Items

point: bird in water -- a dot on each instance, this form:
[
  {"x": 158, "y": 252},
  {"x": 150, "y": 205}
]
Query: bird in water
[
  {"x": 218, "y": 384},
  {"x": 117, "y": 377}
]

Problem requirements
Present the data above as a numbered list, one line per item, and omit any blank lines.

Written solution
1. point: bird in water -- a dot on each instance, this form:
2. [
3.   {"x": 158, "y": 252},
4.   {"x": 150, "y": 205}
5. ]
6. Query: bird in water
7. [
8.   {"x": 218, "y": 384},
9.   {"x": 117, "y": 377}
10. ]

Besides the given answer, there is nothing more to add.